- WHAT IS EXPECTED: Write the listing out again exactly as it stands, with no images.
┄┄┄┄┄┄┄┄┄┄┄┄┄┄┄┄┄┄┄┄
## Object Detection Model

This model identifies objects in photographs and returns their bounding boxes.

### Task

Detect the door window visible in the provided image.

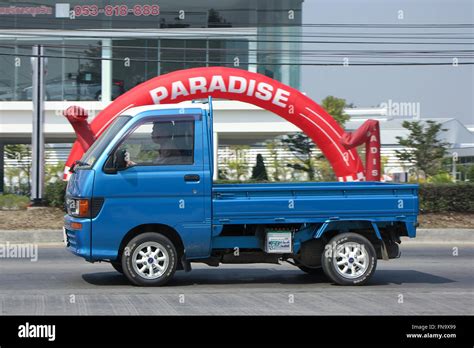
[116,118,195,167]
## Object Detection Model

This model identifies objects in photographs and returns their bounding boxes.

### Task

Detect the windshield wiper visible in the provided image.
[69,160,89,173]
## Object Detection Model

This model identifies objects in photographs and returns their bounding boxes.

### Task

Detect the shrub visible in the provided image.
[0,194,29,210]
[419,183,474,213]
[251,154,269,181]
[426,173,453,183]
[44,180,67,208]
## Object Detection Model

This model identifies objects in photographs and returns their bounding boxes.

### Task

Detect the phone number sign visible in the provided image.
[56,3,160,18]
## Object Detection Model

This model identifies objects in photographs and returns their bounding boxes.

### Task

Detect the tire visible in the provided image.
[321,233,377,286]
[121,233,178,286]
[297,264,326,276]
[111,261,123,274]
[293,258,325,275]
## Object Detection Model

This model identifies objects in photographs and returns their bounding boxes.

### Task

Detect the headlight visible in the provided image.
[66,198,90,217]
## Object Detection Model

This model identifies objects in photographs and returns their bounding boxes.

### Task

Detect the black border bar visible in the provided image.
[0,315,472,346]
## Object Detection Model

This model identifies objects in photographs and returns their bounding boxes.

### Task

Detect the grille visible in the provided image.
[91,197,105,218]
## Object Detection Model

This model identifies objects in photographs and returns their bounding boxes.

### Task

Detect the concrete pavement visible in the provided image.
[0,243,472,315]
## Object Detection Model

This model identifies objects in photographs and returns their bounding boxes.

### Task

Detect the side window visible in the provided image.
[117,119,195,167]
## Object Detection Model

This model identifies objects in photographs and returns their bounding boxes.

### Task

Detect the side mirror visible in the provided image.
[104,149,129,174]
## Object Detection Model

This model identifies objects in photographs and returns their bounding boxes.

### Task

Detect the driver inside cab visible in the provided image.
[124,121,192,167]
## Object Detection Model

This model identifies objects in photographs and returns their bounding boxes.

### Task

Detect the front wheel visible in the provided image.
[121,233,178,286]
[321,233,377,286]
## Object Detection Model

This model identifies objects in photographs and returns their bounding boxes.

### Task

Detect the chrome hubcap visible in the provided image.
[334,242,369,279]
[132,241,169,280]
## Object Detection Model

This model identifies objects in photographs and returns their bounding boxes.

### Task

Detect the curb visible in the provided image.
[403,228,473,243]
[0,229,63,244]
[0,228,471,244]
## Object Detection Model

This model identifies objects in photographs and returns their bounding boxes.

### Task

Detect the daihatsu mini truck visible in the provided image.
[64,101,419,286]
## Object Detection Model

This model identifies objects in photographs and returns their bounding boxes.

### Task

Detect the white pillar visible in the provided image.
[213,132,218,180]
[0,142,4,193]
[30,45,45,205]
[101,39,112,102]
[248,36,257,73]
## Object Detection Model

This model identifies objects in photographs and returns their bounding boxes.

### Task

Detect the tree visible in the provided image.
[227,145,249,181]
[4,167,21,194]
[395,120,449,180]
[4,144,31,195]
[282,133,317,180]
[251,154,268,181]
[283,96,349,181]
[266,139,282,181]
[466,164,474,182]
[454,163,474,182]
[315,159,336,181]
[321,96,350,125]
[45,161,65,184]
[208,9,231,27]
[217,167,229,181]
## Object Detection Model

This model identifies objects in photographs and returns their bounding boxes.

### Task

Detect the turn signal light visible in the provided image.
[70,222,83,230]
[78,200,89,217]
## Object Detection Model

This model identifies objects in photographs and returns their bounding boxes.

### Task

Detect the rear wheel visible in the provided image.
[297,264,326,275]
[111,261,123,274]
[295,239,326,276]
[321,233,377,285]
[121,233,178,286]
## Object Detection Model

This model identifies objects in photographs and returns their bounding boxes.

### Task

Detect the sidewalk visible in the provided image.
[0,228,471,244]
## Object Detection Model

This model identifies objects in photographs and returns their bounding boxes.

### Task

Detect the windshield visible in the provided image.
[80,116,132,167]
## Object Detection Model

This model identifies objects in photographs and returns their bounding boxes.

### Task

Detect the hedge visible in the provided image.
[0,194,29,210]
[419,183,474,213]
[44,180,68,208]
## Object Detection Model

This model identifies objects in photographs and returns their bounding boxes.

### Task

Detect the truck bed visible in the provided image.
[212,182,418,225]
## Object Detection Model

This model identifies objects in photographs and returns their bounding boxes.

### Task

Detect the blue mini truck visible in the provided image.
[64,101,419,286]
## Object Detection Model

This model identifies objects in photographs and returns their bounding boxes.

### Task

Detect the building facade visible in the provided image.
[0,0,302,103]
[1,1,472,190]
[0,0,303,190]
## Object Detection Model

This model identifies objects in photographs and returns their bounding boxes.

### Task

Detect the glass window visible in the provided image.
[0,40,32,101]
[112,39,158,92]
[43,40,102,101]
[111,38,249,99]
[81,115,132,167]
[209,39,248,70]
[160,39,207,75]
[184,39,207,68]
[118,118,195,167]
[0,39,103,101]
[160,39,185,75]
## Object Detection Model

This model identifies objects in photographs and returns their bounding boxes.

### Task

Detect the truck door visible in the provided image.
[91,112,211,259]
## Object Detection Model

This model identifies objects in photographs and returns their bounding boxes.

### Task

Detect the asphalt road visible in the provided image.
[0,242,472,315]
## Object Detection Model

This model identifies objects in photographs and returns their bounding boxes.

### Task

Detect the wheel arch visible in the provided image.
[314,219,410,260]
[118,223,185,261]
[314,219,383,242]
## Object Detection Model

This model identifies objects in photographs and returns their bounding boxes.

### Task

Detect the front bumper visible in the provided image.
[64,215,92,261]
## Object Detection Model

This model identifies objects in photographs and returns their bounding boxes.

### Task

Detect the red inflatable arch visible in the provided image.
[64,67,365,182]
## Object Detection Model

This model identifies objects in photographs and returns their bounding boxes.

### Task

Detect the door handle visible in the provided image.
[184,174,200,182]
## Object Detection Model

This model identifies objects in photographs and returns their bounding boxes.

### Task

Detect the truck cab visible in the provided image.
[64,100,418,286]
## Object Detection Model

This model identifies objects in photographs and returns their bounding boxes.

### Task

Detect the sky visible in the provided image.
[301,0,474,125]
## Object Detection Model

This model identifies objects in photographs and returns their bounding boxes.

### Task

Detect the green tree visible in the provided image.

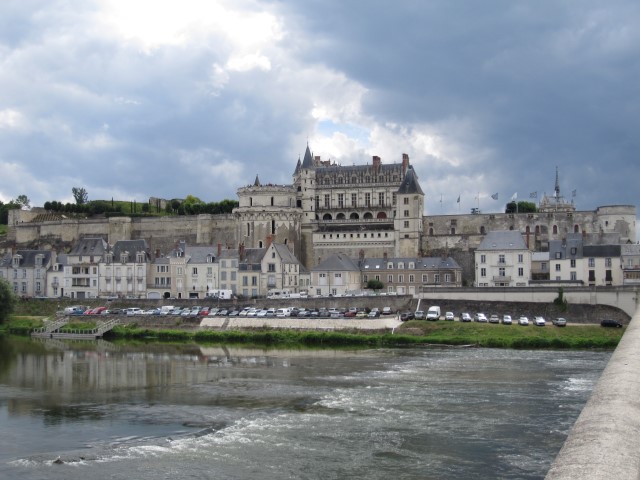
┄┄┄┄┄┄┄┄┄┄┄┄┄┄┄┄┄┄┄┄
- SOLUTION TO THIS PROBLEM:
## Object Detection Model

This model identifies objects in photographs and returns their bounding boxes.

### Task

Detect the door window visible in the provided image.

[116,118,195,167]
## Object Detection Model

This model identifies objects in photographs and returns their bounding boxes.

### Task

Detect the windshield wiper visible in the provided image.
[69,160,89,173]
## Object Detection Model

This model identifies objects in photographs and returns their bounding boxes.

### Task

Detect the shrub visible in the provided image.
[0,194,29,210]
[419,183,474,213]
[251,154,269,181]
[426,173,453,183]
[44,180,67,208]
## Object Detection Model

This model identifies objects in photographs and returns their bounding boxes.

### Task

Detect the phone number sign visible in the provided image.
[56,3,160,18]
## Object Detection Model

This model identifies objects in photographs and returns their bounding boxes.

### Task

Detect the tire visible in the provided image.
[321,233,377,286]
[121,233,178,286]
[297,264,326,276]
[111,261,123,274]
[293,258,325,275]
## Object Detection Model

This model identifies objects in photographs and returns their bounding boxes.

### Task

Detect the headlight visible in the provided image.
[66,198,90,217]
## Object Detection Model

This model identifies objects in photographs and returns their bounding boxes.

### Task

Detect the black border bar visible in the provided image.
[0,315,472,346]
## Object Detection Model

This model identifies objects in photographs and returns their bounding boxes.

### Task

Detect the grille visible in the provided image.
[91,197,105,218]
## Object Detection Model

This model identifies objects in photographs and returns their bounding boxes.

### Task

Detect the concrete pavement visible in the provided image.
[0,243,472,315]
## Object Detection Model

This model identifies objects in photographs and returns their bounding boxes.

### Task

Detect the side window visible in the provided image.
[117,119,195,167]
## Object Detection Model

This model identifies objects in photographs and returns their bounding boxes.

### Task

Detect the side mirror visible in the provided image.
[104,149,129,174]
## Object Detection Model

This model identifies objects in photographs and returns their bounding boxes.

### Task

Detect the driver inside cab visible in the provided image.
[124,121,192,167]
## Object Detection Model

This model identifies objects in photographs and returns their bounding boxes.

### Task

Detect the front wheel visible in the provided image.
[121,233,178,286]
[321,233,377,286]
## Object Detection Model

This model identifies objects in photographs and returns their bounding boxes.

### Task

Detect the chrome hubcap visible in the provided image.
[334,242,369,279]
[132,241,169,280]
## Object Detection Model

This model identifies objects in photographs and returns their bounding boxes.

### Task

Detect the curb visible in the provided image.
[403,228,473,243]
[0,229,63,244]
[0,228,471,244]
## Object Detection Model

This model identifies objects in photographs and returns their bounding boxes.

### Task

Detect the daihatsu mini truck visible in the provided image.
[64,101,419,286]
## Object Detection Model

This model identifies objects in photographs and returns their bounding boxes.

### Task

Detect the white pillar visible in the provided image.
[213,132,218,180]
[0,142,4,193]
[30,45,45,205]
[101,39,112,102]
[248,36,257,73]
## Object Detection Model

This model identifies objects in photographs and returns their bounding boxes.

### Task

Detect the tree visible in the provided image.
[227,145,249,181]
[4,167,21,194]
[395,120,449,180]
[4,144,31,195]
[282,133,317,180]
[251,154,268,181]
[283,96,349,181]
[266,139,282,181]
[466,164,474,182]
[454,163,474,182]
[315,159,336,181]
[321,96,350,125]
[45,161,65,184]
[208,9,231,27]
[217,167,229,181]
## Object Detection Model

This model identifies objects in photographs and returns their bounding boxes.

### Task

Detect the turn signal light visible in the provided image.
[70,222,83,230]
[78,200,89,217]
## Object Detection Model

This model identifies objects in photographs and returns their bounding boxes.

### Task

Detect the rear wheel visible in the provided image.
[297,264,326,275]
[111,261,123,274]
[295,239,326,276]
[321,233,377,285]
[121,233,178,286]
## Object Detection Model

This model identifies objects in photographs and returns their bounding boxes.

### Task

Detect the sidewalk visible in the provided image.
[0,228,471,244]
## Object Detection Model

This model identifies objects in photographs and returns their bounding boxes.

### Task

Detect the windshield visible in the provided image.
[80,116,132,167]
## Object Detection Model

This model identifies objects in photographs and returns their bounding boxes.

### Task

Detect the hedge visible in the provided image.
[0,194,29,210]
[419,183,474,213]
[44,180,68,208]
## Object Detection Model

This model identifies objects in photographs and returns their bounding boxes.

### Task

Detect the truck bed visible in the provided image.
[212,182,418,225]
## Object Detection Model

This model identifies objects in photographs and returns their bounding boxes.

### Task

Detect the blue mini truck visible in the provided image.
[64,101,419,286]
## Object Detection Model

This model identifies objects in photographs and returns their bounding boxes.

### Task

Detect the building facade visible in the provided image.
[0,0,302,103]
[1,1,472,190]
[0,0,303,190]
## Object Detection Model

This model identifies objects in photographs and returns their bounding boxes.

### Task

Detect the glass window visible in the provided image.
[0,40,32,101]
[112,39,158,92]
[43,40,102,101]
[111,38,249,99]
[81,115,132,167]
[209,39,248,70]
[160,39,207,75]
[184,39,207,68]
[118,118,195,167]
[0,39,103,101]
[160,39,185,75]
## Object Detection Model

This model identifies objects in photographs and returns their bounding boxes.

### Task

Detect the truck door visible in the provided image.
[91,112,211,259]
## Object Detection Model

This model identifies objects in photographs and returns their bounding boxes.

### Task

Detect the asphalt road visible in the provided image.
[0,242,472,315]
## Object Detection Model

This model identifies objects in photographs and returns their bounding boxes.

### Task

Detect the wheel arch visible in the provided image.
[314,219,410,260]
[118,223,185,261]
[314,219,383,242]
## Object Detection Model

This model identifies objects in photographs and returns their bounding boxes.

### Task

Detect the front bumper visible in the provided image.
[64,215,92,261]
## Object Detection Model

This model identifies objects in photographs and returns their bounding boxes.

### Task

Detect the red inflatable arch visible in the provided image.
[64,67,365,182]
## Object Detection Model

This model identifies objects in photographs and returns their bounding boxes.

### Task

Detect the door handle visible in the provided image.
[184,174,200,182]
## Object Detection Model

This model identifies objects in photographs and returns their bounding boxes.

### Task

Detect the truck cab visible in the provided image.
[64,100,418,286]
## Object Detection Model

This model identifies objects in photographs and returns their bounding boxes.

### Task

Detect the sky visible in the provided image.
[301,0,474,125]
## Object Detection Model

This model identifies objects in photographs and returns their bounding boxes.

### Task

Detect the green tree visible in the provided image.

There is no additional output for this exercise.